--- START Data section ---

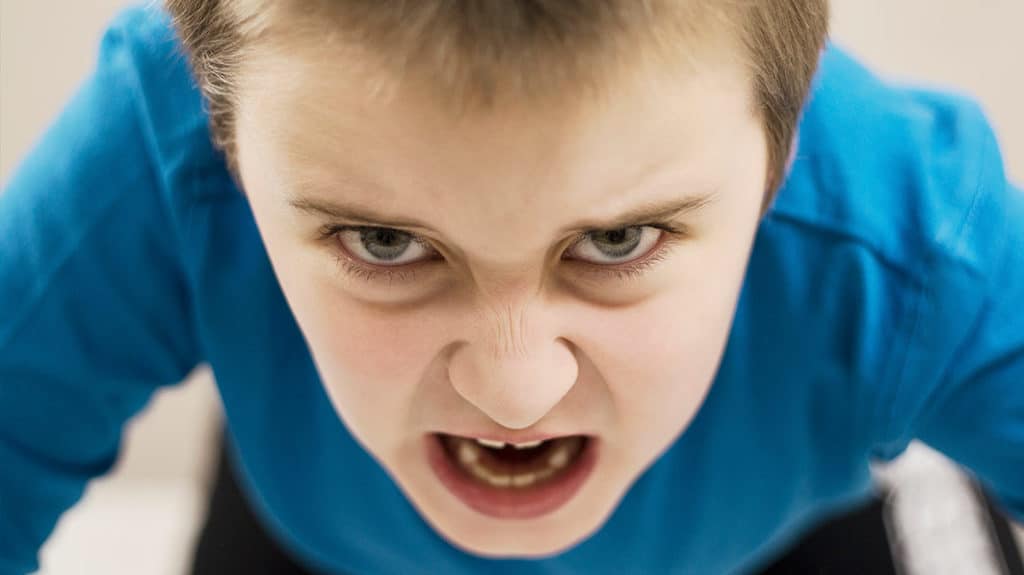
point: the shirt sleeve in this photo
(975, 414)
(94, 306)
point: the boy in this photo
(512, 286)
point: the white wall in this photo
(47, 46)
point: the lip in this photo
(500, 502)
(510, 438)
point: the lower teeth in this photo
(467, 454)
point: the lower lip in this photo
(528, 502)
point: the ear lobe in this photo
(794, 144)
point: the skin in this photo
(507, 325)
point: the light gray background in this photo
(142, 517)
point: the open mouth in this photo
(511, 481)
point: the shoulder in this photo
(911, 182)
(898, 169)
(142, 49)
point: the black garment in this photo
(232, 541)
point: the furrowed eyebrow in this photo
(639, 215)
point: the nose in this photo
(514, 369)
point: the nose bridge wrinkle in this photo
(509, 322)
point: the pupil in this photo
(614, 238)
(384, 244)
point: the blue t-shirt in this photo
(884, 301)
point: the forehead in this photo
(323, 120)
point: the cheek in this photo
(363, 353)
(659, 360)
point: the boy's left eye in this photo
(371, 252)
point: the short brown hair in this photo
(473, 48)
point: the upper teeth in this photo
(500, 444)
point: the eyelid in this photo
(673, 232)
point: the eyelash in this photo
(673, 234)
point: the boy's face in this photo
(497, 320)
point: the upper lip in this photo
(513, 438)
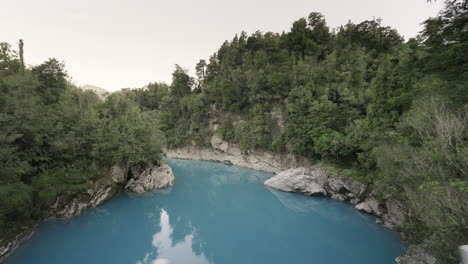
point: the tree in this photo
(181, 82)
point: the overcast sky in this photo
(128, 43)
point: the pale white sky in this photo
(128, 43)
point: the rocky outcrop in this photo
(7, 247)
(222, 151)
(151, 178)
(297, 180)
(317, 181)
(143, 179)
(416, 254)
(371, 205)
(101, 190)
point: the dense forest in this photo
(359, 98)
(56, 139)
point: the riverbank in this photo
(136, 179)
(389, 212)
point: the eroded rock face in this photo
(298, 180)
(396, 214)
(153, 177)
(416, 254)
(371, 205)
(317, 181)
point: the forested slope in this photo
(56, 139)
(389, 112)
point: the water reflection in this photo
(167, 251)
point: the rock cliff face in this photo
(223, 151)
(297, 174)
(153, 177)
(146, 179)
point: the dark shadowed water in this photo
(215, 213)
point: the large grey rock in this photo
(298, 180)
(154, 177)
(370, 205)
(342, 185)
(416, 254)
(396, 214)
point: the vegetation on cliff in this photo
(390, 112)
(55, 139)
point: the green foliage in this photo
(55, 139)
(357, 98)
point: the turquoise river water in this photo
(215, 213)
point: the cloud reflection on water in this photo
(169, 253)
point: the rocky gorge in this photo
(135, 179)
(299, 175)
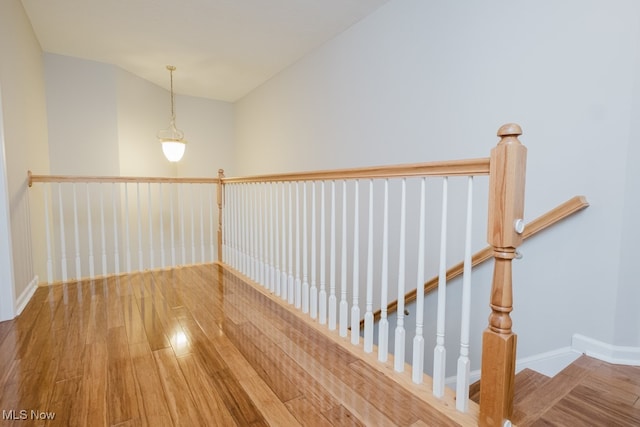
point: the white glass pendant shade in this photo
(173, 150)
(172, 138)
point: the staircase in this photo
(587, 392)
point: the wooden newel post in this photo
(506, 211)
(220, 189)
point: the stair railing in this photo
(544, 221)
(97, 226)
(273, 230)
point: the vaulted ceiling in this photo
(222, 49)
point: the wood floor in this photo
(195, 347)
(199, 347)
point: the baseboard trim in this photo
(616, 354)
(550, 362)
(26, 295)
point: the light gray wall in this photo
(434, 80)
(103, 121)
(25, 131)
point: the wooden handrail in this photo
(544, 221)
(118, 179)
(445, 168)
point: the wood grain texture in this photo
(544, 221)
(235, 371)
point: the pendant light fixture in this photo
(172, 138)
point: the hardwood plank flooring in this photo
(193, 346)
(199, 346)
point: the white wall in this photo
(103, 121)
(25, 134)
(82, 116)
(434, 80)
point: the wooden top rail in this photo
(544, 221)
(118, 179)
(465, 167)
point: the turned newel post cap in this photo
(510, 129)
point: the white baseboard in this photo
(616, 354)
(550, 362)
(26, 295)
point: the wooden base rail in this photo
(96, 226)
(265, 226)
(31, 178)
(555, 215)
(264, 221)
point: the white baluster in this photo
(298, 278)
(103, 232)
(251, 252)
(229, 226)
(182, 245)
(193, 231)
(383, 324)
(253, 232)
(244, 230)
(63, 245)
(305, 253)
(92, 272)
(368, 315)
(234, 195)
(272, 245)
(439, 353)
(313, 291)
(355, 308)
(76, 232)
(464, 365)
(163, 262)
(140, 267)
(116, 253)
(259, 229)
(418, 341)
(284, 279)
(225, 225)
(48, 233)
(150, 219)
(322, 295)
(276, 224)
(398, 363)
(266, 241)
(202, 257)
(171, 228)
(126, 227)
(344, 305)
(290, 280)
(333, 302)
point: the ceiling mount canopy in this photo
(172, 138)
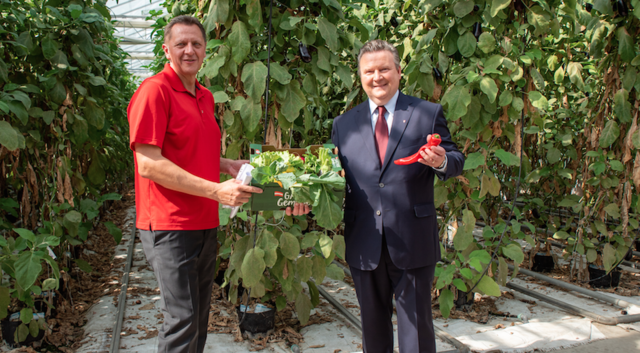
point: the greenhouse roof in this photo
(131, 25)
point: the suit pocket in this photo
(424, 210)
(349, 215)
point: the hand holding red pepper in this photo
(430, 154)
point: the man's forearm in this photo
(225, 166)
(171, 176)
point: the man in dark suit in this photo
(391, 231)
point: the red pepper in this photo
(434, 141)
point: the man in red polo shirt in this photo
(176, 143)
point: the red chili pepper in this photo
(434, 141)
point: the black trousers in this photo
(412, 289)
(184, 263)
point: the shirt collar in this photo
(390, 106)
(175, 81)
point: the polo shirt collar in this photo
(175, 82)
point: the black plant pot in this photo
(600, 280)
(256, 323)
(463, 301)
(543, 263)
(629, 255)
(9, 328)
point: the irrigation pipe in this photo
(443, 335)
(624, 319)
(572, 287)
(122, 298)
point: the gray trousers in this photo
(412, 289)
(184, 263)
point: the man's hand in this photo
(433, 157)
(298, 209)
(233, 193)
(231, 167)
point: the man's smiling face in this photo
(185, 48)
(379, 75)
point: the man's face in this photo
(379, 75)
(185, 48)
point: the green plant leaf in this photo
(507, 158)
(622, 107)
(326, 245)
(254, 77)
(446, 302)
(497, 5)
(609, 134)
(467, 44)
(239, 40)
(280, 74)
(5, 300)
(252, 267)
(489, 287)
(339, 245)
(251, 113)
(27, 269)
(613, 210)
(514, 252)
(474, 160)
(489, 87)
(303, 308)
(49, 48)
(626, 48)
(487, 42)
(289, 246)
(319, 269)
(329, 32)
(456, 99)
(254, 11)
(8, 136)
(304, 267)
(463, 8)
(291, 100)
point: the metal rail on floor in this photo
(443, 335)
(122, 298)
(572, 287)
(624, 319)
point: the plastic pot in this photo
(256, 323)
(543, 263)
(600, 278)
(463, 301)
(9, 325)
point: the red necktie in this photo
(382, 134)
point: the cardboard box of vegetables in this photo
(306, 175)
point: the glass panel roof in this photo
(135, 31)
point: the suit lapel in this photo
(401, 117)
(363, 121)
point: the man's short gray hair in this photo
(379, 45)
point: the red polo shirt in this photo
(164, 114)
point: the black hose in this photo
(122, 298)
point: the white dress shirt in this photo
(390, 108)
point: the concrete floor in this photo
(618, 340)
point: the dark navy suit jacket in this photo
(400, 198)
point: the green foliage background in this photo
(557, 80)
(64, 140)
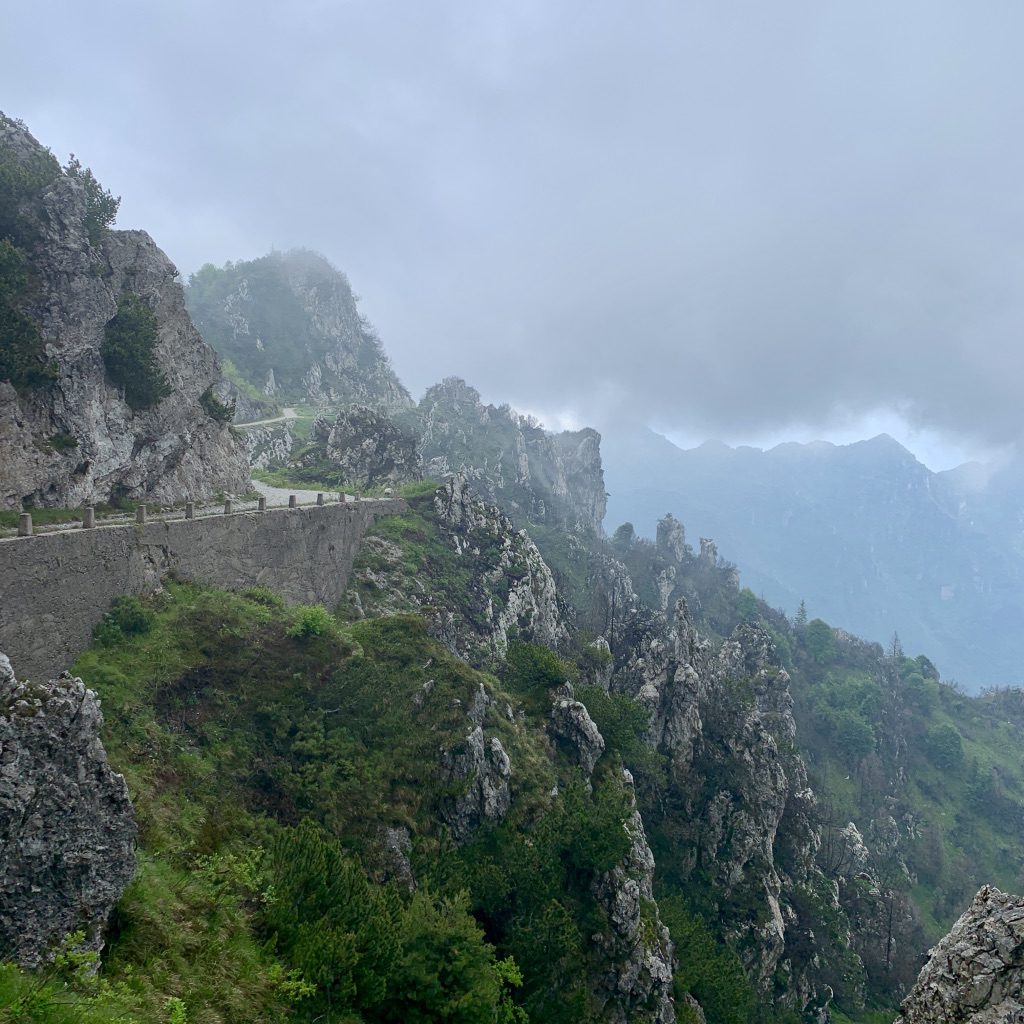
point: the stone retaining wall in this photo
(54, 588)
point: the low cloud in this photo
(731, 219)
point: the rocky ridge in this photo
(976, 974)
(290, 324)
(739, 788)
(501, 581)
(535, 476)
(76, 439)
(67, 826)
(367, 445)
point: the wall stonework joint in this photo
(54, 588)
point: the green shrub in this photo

--- END Data section ---

Write out everything from the line "point: the red necktie in this photo" down to the end of the data, shifting each answer coordinate by adding 64 to both of its numbers. Leave the pictures out.

→ Right answer
point: the red necktie in this photo
(446, 198)
point: the cardboard box of vegetables in this photo
(370, 239)
point: the glass panel roof in this photo
(199, 95)
point: the suit lapel in this photo
(465, 181)
(427, 185)
point: the man's short gray hair in this photo
(443, 109)
point: the red polo shirt in this photo
(228, 178)
point: the black hose in this photo
(186, 362)
point: the white dress shirt in this photo
(454, 172)
point: the concrete floor in this photo
(682, 404)
point: the dark navy suit jacket in this photo
(464, 262)
point: the green foliage background in this photo
(621, 144)
(128, 204)
point: the stone retaining wall in this photo
(118, 652)
point: the low cloud in this photo
(795, 283)
point: the rocky ridge in this photo
(1040, 1038)
(354, 388)
(803, 852)
(565, 645)
(599, 540)
(140, 503)
(131, 890)
(431, 509)
point: the wall stonework joint in this photo
(118, 652)
point: the green shrub in this photo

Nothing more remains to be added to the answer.